# Records for the exercise
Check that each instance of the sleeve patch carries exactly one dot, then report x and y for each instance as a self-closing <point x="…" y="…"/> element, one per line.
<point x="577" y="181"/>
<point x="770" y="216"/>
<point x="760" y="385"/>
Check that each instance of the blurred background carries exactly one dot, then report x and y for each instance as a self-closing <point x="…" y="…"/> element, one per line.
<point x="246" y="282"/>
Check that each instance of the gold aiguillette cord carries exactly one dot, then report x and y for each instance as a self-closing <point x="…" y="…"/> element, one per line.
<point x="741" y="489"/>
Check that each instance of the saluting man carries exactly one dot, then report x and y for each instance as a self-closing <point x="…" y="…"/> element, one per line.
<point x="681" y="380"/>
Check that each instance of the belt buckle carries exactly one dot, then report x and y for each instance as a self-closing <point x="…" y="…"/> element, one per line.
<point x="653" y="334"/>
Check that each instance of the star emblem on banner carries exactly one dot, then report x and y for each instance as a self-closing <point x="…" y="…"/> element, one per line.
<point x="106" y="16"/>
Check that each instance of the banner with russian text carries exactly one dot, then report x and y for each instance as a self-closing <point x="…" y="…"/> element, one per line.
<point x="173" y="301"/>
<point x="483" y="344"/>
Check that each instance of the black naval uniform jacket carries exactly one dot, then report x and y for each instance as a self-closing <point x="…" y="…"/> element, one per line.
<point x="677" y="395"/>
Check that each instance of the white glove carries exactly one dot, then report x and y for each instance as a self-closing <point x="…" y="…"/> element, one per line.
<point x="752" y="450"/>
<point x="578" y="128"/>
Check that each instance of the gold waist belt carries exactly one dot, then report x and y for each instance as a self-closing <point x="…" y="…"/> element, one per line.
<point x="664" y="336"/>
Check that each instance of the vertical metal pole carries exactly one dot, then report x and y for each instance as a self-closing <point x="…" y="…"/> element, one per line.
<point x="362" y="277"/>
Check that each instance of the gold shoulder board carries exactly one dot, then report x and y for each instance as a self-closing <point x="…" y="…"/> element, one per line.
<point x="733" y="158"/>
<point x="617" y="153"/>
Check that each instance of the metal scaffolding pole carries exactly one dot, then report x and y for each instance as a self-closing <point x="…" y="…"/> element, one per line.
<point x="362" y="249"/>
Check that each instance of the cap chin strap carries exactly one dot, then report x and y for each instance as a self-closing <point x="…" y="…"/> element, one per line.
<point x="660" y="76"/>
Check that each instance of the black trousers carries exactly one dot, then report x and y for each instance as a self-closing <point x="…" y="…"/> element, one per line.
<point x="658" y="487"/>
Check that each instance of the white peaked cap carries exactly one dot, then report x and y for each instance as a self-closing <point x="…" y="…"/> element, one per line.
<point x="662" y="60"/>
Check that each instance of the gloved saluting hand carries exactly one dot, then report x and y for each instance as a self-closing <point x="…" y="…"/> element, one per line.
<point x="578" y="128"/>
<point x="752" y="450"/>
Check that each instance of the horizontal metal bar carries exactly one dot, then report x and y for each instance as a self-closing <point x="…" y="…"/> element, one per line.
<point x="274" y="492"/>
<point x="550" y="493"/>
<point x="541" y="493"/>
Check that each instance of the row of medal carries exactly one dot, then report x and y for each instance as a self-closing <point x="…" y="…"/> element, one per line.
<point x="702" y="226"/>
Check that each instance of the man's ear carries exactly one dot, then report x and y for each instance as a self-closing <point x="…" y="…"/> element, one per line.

# To be done
Rewrite all of the data above, changing every "exactly one dot" to "a single dot" and leaving everything else as it is.

# Solution to this exercise
Check that each instance of the sleeve patch carries a single dot, then report x and y for each instance as a self-closing <point x="…" y="…"/> element, one per line.
<point x="577" y="181"/>
<point x="770" y="216"/>
<point x="760" y="385"/>
Check that each instance of the blurred background carries a single dot, then report x and y for each instance as a self-closing <point x="…" y="…"/> element, one per line.
<point x="246" y="282"/>
Check that each instance of the gold aiguillette cord carries a single dot, then report x and y for each instance as a self-closing <point x="…" y="…"/> element, one per line.
<point x="741" y="489"/>
Check that each instance of the saluting man carries a single dot, then report x and y for each instance as a self-closing <point x="…" y="…"/> element, one per line.
<point x="681" y="380"/>
Check that each instance of the belt buckle carries a single dot, then report x and y for each instance as a self-closing <point x="…" y="…"/> element, one per line.
<point x="653" y="334"/>
Check that each instance of the star emblem on banner carries a single dot, then report x and y for each instance as a self-closing <point x="…" y="…"/> element, one per line.
<point x="106" y="16"/>
Check that each instance of the banner with russian text carries a single dot, then report x and y for each instance as a self-closing <point x="…" y="…"/> element, one per line.
<point x="173" y="301"/>
<point x="483" y="344"/>
Check that each instance of the black naval uniform jacket carries a single dot, then report x and y for each instance as a self-closing <point x="…" y="…"/> element, one per line.
<point x="677" y="395"/>
Check that each instance of the white glove carries a single dot, then report x and y for each instance as a self-closing <point x="…" y="…"/> element, one per line.
<point x="752" y="450"/>
<point x="578" y="128"/>
Check that each instance of the gold waist belt carries a single dot, then report x and y for each instance as a self-closing <point x="…" y="…"/> element, one per line.
<point x="664" y="336"/>
Check that each instance of the vertical metal pole carries a single dot, then report x and y for each instance as a self-closing <point x="…" y="…"/> element, one per line.
<point x="362" y="277"/>
Check that each instance of the gold shoulder board carries a single dot, then report x and y for each instance as a self-closing <point x="…" y="…"/> element, one per line.
<point x="733" y="158"/>
<point x="617" y="153"/>
Check that each instance of the metal scaffolding pole carries a single dot, then report x and y for each instance as a self-closing <point x="…" y="…"/> element, one per line.
<point x="362" y="249"/>
Check that each instance of the cap chin strap carries a single dot, then report x and y for each instance as a self-closing <point x="…" y="…"/> element, one per line.
<point x="660" y="76"/>
Check that each instance of the black trousers carries a single dot, then report x and y for each instance as a self-closing <point x="…" y="…"/> element, one per line.
<point x="658" y="487"/>
Check that each instance of the white peaked cap carries a single dot, then report x and y for each instance as a self-closing <point x="…" y="…"/> element, one per line.
<point x="662" y="60"/>
Check that each instance of the gloved saluting hand carries a single dot, then report x and y for each instance as a self-closing <point x="…" y="…"/> element, one per line.
<point x="578" y="128"/>
<point x="752" y="450"/>
Check that each instance of the horizontal metal bar carries a single dot, then report x and y for each instance as a self-closing <point x="…" y="…"/> element, one per line.
<point x="274" y="492"/>
<point x="550" y="493"/>
<point x="541" y="493"/>
Check that each instance of the row of medal carries a single dot, then report x and y for each instance as a self-closing <point x="…" y="…"/> element, one per line.
<point x="702" y="226"/>
Check that each instance of the man's ear carries a single dot, then report x and y for each instance as a self-closing <point x="…" y="…"/> element, one per line.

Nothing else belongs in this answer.